• _WRITTEN PROBLEM_
Repeat exactly, and only, the lines from the one holding "Target: mirror frame" through the last line of the records below.
↓
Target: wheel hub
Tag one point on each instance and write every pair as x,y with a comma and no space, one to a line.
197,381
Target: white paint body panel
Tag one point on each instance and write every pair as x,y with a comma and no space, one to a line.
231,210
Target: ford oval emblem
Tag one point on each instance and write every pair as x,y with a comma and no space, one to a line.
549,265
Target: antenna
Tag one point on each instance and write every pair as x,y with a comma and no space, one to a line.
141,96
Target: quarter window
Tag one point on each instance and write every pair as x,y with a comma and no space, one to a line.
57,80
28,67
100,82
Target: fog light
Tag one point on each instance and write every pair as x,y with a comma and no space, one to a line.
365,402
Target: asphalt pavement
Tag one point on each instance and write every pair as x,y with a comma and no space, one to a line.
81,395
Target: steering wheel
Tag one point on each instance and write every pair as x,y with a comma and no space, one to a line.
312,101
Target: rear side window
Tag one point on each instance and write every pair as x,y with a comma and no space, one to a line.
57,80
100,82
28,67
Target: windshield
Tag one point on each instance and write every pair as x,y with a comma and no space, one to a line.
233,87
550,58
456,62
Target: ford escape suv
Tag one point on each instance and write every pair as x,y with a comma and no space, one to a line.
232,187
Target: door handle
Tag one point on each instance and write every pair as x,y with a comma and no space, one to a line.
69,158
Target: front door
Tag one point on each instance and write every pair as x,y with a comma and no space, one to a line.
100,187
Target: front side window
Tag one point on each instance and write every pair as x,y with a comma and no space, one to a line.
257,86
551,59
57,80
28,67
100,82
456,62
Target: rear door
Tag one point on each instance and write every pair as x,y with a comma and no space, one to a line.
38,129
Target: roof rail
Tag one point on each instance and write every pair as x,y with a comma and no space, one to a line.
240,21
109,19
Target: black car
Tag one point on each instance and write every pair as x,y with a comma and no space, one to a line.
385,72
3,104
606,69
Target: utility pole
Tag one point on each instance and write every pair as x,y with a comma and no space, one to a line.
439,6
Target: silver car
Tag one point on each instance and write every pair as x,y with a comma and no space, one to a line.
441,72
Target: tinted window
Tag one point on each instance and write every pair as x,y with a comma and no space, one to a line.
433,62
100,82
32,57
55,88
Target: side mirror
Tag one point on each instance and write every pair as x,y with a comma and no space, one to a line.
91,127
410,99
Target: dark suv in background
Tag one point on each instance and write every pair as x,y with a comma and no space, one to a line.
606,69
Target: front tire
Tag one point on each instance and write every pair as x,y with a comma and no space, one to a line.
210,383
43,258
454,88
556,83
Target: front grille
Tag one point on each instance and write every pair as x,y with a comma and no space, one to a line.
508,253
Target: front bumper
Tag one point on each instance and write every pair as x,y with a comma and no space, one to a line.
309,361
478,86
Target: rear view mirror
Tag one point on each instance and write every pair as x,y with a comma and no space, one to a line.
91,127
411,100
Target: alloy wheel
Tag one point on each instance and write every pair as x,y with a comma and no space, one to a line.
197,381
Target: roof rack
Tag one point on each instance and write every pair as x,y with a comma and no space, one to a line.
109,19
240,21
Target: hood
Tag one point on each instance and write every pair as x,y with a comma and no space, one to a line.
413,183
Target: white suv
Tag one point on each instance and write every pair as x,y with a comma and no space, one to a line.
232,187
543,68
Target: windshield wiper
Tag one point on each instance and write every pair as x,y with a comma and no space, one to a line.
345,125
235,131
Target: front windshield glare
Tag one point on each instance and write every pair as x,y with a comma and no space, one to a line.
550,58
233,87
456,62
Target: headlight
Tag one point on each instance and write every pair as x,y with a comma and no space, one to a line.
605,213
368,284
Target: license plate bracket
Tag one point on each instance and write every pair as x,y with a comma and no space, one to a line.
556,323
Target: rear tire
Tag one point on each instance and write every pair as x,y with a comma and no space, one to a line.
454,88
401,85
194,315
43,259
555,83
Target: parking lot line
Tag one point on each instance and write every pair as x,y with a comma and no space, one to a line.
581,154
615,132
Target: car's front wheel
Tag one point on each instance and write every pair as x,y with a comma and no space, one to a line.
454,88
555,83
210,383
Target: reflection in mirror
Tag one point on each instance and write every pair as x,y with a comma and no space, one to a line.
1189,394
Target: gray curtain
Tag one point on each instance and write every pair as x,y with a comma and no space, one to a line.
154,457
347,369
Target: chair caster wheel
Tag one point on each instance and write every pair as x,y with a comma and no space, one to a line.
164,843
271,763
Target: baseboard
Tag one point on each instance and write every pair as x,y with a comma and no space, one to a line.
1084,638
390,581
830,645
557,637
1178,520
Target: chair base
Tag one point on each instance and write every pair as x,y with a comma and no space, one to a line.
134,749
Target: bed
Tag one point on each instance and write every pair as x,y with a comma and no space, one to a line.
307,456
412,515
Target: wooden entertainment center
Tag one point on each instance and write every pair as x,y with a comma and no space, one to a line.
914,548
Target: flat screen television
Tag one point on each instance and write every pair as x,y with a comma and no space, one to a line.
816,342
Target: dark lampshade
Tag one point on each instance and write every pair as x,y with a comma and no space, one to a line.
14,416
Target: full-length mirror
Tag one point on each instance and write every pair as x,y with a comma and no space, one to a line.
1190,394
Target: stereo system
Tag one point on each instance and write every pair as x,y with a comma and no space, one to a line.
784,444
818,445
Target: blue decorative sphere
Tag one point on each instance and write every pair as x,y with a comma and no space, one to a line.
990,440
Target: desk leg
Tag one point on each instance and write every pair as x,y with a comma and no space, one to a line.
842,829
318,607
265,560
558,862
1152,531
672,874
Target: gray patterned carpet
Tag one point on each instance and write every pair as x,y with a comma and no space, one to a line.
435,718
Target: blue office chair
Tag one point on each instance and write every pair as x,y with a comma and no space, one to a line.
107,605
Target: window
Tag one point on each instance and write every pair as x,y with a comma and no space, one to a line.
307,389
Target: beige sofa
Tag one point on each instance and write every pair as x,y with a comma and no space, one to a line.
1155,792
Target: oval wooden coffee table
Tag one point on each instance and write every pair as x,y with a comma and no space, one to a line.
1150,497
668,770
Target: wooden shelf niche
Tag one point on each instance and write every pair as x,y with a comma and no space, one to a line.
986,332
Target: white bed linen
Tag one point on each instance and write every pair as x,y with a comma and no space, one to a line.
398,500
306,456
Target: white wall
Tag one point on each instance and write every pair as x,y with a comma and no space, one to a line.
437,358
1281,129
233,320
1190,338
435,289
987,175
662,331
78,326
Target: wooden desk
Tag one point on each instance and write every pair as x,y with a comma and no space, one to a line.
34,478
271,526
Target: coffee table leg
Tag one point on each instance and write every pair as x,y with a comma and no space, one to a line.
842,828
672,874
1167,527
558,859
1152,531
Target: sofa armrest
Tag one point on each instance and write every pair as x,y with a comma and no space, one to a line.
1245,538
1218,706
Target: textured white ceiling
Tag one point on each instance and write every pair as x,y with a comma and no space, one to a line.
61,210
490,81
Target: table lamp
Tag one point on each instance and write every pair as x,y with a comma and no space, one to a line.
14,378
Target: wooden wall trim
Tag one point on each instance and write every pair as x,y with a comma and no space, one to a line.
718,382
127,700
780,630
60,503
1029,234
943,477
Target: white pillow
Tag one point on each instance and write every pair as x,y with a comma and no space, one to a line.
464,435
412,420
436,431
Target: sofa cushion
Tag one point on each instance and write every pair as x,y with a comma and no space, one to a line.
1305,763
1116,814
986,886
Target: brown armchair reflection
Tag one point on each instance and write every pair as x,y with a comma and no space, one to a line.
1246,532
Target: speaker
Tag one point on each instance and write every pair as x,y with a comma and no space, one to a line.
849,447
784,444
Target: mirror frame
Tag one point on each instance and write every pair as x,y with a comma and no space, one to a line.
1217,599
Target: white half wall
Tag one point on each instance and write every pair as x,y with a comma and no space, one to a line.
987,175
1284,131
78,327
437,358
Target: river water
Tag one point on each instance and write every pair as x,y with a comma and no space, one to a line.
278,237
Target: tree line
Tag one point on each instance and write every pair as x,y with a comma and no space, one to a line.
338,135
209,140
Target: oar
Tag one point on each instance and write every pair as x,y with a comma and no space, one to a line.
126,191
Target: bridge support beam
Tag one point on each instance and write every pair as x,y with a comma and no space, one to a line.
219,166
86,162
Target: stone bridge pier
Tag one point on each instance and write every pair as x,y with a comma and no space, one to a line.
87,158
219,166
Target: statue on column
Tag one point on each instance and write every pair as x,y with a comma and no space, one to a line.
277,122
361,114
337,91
↑
• _WORKED ANSWER_
Target: mirror frame
Tag one point on each instance and write every pair as x,y with a comma and no space, one to a line.
1217,599
Target: white half wall
Tag one point on each instance and write every pair as x,y with a comma and no space, one to a line.
987,175
1284,131
78,327
437,358
Target: river water
Tag one point on each instance and write every pair as x,y with a comma and no space, one to a line.
278,237
Target: tree line
Tag one point on each instance and write every pair as x,y with a comma and no space, one to a line.
338,135
209,140
Target: oar
Tag one point on each instance and write every pair as x,y with a comma and no space, one to a line.
126,191
Target: bridge support beam
Tag one point on each instance and write every pair as x,y with a comma and no space, one to a line.
219,166
86,162
Target: stone bridge pier
Tag one point on each instance and write every pair as x,y with a comma and no space, one to a line.
87,158
219,166
Target: statue on column
Tag one point on each instance and write every pair as x,y with a comma and no space, one to a line.
277,122
361,114
337,91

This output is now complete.